- **Work order**
Express the lines from the start of the records through the line that contains "246L475 203L429 211L419" as a JSON list of strings, one string per line, leaving out blank lines.

○ ○ ○

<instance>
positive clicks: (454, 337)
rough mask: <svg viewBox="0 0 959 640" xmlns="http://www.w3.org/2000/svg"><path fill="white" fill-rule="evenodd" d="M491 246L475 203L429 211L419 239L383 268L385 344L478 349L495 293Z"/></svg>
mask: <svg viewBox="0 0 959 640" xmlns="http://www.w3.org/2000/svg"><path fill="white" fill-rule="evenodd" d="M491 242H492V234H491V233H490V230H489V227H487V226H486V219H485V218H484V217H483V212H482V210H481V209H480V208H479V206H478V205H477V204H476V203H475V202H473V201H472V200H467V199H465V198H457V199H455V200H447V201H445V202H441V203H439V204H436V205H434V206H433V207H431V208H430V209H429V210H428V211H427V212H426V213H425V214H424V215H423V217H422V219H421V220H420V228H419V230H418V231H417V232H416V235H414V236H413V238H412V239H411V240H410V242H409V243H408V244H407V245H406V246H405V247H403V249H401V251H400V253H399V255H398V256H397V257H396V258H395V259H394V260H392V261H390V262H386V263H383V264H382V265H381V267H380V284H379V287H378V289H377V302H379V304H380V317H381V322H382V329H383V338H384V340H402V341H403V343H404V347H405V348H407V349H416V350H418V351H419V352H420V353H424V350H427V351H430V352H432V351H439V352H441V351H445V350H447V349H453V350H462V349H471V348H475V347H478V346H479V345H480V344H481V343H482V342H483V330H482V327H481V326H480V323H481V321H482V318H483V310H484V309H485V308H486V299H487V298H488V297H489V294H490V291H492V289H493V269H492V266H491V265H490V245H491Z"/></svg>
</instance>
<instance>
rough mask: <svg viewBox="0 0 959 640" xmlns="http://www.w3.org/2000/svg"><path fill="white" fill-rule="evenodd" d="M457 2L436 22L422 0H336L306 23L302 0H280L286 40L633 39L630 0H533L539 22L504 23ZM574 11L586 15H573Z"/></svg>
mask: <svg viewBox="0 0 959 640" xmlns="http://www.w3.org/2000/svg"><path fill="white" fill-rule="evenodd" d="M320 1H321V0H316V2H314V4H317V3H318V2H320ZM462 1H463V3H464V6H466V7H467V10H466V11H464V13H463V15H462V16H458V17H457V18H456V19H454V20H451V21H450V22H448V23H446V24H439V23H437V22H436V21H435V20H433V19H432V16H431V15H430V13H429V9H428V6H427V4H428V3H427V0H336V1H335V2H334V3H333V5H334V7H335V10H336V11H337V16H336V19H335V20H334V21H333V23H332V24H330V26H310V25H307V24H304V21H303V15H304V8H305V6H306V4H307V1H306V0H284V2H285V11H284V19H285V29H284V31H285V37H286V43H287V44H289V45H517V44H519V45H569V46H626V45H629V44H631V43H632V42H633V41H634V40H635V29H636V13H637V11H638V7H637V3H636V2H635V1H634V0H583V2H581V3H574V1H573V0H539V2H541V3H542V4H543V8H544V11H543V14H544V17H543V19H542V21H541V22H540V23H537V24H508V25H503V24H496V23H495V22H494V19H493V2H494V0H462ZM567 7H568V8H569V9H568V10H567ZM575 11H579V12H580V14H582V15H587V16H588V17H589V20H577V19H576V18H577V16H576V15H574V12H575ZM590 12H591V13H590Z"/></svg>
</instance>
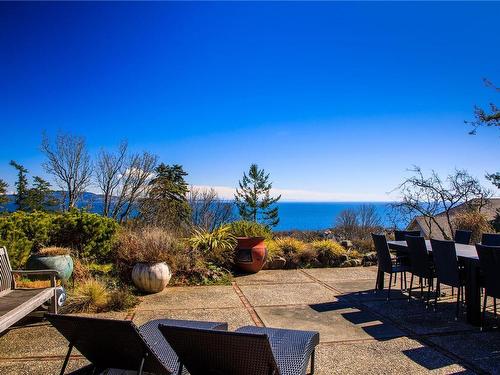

○ ○ ○

- **Output below**
[
  "<instance>",
  "positive clicks: (454, 337)",
  "rough mask: <svg viewBox=\"0 0 959 640\" xmlns=\"http://www.w3.org/2000/svg\"><path fill=\"white\" fill-rule=\"evenodd\" d=\"M491 246L475 203L429 211L419 239L383 268L385 344L478 349L495 293Z\"/></svg>"
]